**Work to complete:** Go line by line through the data below, counting each one that has "blurred", and give the final count only.

Records excerpted from a collection
↓
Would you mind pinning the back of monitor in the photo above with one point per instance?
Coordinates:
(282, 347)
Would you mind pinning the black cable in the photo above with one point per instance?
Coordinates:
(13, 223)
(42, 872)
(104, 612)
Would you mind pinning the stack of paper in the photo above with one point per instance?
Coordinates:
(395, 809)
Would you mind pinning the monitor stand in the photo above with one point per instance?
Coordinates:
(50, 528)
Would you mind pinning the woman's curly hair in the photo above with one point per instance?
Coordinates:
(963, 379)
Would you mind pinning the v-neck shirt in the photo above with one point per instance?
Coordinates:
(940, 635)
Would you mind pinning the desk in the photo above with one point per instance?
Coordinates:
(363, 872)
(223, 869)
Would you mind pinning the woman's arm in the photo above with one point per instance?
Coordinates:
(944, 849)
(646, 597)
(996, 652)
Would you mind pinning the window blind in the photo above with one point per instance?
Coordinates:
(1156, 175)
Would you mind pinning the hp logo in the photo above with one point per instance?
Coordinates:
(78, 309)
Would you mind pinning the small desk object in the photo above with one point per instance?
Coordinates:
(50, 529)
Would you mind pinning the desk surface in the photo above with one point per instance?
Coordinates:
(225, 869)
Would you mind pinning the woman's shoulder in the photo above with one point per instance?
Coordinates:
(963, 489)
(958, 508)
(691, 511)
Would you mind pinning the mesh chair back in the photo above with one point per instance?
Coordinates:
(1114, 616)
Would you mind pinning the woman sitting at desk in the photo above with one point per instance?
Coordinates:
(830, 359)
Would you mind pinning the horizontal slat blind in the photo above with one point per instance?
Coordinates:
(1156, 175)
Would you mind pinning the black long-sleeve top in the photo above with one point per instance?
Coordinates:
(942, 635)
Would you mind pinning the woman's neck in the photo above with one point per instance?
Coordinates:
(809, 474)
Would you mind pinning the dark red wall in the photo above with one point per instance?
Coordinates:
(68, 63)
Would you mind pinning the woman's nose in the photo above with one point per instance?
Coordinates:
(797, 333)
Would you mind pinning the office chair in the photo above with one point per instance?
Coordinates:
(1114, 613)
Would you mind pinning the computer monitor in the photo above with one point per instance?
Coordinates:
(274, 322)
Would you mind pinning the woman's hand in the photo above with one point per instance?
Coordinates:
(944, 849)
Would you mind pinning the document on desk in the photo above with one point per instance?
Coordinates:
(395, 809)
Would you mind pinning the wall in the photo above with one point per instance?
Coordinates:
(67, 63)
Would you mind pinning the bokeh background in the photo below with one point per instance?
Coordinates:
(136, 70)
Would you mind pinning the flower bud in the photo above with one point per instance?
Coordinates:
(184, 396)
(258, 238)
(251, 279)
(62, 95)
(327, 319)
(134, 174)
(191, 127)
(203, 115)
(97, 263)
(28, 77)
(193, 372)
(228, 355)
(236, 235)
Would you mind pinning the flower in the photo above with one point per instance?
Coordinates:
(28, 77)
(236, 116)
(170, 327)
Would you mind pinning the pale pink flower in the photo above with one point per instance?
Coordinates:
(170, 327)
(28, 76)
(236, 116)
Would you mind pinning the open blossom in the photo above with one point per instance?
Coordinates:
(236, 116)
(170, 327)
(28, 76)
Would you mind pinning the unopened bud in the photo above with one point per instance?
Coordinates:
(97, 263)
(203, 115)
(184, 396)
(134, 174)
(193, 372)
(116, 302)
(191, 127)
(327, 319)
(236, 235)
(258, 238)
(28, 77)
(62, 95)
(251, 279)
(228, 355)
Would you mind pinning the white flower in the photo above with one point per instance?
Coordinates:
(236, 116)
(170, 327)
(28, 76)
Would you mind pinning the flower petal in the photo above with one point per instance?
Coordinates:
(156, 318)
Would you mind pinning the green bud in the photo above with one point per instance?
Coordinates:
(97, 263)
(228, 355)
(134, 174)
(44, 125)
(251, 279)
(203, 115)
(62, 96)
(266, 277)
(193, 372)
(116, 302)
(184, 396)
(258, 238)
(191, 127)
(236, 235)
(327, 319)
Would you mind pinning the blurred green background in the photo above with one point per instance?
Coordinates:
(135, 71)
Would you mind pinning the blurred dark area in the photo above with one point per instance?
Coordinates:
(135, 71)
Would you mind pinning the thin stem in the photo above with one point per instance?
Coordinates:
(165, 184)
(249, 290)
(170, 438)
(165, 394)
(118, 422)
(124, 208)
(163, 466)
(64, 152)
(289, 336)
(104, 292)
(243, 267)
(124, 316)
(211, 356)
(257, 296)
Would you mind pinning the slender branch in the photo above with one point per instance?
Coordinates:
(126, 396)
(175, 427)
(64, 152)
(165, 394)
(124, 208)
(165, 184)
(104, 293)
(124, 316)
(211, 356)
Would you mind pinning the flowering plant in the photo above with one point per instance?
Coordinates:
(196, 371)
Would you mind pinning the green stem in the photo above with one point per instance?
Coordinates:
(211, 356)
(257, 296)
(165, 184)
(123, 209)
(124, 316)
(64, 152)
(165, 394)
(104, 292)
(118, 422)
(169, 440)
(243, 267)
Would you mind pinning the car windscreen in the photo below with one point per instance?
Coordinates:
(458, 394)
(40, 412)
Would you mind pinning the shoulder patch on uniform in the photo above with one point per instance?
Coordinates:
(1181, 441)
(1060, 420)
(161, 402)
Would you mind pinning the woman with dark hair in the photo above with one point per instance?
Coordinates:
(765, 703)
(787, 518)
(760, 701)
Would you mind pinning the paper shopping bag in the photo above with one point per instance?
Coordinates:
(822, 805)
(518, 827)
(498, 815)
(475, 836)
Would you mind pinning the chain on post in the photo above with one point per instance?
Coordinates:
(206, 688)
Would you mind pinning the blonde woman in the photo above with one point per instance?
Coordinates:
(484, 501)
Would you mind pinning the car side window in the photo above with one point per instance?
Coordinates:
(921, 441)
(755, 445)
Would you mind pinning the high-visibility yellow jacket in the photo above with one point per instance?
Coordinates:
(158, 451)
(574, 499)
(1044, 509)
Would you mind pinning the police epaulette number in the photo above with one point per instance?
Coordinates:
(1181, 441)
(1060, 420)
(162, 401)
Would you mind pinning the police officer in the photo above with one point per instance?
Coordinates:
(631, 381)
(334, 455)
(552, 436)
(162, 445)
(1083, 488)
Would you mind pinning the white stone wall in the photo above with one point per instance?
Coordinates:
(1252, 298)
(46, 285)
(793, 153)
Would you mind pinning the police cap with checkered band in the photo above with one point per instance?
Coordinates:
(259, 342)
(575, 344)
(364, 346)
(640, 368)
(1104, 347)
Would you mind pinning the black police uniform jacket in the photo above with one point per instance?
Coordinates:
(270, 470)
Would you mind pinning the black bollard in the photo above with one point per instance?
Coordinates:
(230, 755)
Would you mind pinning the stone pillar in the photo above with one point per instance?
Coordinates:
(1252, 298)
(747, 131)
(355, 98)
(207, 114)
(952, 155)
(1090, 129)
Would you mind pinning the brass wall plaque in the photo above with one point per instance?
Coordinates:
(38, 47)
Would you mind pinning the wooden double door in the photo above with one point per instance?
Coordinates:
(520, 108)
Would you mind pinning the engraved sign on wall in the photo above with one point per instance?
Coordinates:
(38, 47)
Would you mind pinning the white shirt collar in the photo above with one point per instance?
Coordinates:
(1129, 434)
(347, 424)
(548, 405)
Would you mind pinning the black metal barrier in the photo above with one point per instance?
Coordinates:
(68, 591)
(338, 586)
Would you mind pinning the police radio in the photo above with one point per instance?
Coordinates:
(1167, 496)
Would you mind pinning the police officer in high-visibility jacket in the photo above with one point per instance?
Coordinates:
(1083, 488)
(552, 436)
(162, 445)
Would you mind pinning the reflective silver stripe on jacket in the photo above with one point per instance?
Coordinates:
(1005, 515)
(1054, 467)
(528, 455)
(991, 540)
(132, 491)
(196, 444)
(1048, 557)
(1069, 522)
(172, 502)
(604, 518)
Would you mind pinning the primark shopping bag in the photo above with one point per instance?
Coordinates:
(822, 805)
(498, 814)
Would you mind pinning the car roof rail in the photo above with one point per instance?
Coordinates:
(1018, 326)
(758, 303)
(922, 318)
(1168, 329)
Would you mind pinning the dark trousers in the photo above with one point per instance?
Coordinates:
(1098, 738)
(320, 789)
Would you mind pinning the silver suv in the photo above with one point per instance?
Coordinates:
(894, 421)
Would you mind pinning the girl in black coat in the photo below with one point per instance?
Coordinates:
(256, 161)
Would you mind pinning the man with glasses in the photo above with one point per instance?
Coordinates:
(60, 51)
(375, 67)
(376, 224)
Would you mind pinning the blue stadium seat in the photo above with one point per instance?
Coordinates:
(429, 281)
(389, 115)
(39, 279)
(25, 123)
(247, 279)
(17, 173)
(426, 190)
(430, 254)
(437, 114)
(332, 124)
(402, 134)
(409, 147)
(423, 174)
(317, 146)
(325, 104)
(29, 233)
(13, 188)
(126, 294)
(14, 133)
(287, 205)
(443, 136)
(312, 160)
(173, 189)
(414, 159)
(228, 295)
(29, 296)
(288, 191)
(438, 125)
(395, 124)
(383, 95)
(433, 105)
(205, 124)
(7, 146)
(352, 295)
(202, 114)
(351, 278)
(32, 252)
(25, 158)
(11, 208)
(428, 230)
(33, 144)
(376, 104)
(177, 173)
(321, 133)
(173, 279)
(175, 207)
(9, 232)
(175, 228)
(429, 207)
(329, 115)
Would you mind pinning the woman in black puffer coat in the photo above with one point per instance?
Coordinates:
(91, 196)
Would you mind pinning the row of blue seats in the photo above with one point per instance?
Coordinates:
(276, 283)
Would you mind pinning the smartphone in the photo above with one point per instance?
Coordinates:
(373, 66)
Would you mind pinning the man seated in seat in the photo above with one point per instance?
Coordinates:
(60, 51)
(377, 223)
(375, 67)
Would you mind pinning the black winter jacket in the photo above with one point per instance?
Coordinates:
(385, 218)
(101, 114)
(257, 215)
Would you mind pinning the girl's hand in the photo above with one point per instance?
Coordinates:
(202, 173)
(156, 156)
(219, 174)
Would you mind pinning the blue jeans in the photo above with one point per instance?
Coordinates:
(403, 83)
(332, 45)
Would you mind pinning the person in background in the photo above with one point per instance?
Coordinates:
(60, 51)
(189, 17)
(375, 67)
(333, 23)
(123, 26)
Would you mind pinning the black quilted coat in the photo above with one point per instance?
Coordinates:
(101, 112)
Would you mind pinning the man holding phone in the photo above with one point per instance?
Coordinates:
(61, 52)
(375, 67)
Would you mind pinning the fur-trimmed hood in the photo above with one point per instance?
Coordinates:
↑
**Response area:** 2